• _PROVIDED INFORMATION_
_ _ _ _ _

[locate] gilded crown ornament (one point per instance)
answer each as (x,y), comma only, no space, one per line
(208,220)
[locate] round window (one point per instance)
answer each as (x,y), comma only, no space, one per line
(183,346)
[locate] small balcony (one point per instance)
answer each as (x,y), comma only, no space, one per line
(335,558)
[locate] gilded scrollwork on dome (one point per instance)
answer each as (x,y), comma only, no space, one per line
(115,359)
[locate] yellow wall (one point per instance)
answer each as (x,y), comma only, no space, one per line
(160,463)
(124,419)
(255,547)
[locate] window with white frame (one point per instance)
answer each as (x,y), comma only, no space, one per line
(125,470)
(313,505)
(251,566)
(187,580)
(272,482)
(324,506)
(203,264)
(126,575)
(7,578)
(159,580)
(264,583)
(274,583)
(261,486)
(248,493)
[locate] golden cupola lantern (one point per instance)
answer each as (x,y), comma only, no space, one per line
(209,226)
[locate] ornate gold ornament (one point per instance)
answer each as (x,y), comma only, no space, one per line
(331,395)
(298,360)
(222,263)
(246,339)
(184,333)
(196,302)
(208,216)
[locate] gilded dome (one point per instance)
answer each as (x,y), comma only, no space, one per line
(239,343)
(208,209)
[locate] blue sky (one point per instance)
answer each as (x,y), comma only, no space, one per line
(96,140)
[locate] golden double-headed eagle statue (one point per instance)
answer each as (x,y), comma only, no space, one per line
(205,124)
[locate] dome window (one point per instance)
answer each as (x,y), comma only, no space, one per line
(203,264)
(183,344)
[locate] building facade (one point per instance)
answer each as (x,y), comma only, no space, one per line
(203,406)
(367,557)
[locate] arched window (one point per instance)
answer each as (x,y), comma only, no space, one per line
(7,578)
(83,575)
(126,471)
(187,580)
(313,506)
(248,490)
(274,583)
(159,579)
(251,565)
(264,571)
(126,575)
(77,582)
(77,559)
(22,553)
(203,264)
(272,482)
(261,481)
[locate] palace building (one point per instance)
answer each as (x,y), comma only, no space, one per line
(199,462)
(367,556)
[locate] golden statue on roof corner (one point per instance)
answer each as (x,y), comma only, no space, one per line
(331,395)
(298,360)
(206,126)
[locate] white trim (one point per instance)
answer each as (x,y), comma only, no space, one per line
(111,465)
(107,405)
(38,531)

_ _ _ _ _

• _BRIEF_
Compute the number of lines in the records that contain the string "ornament", and return that number alone.

• _RESPONSE BOX_
2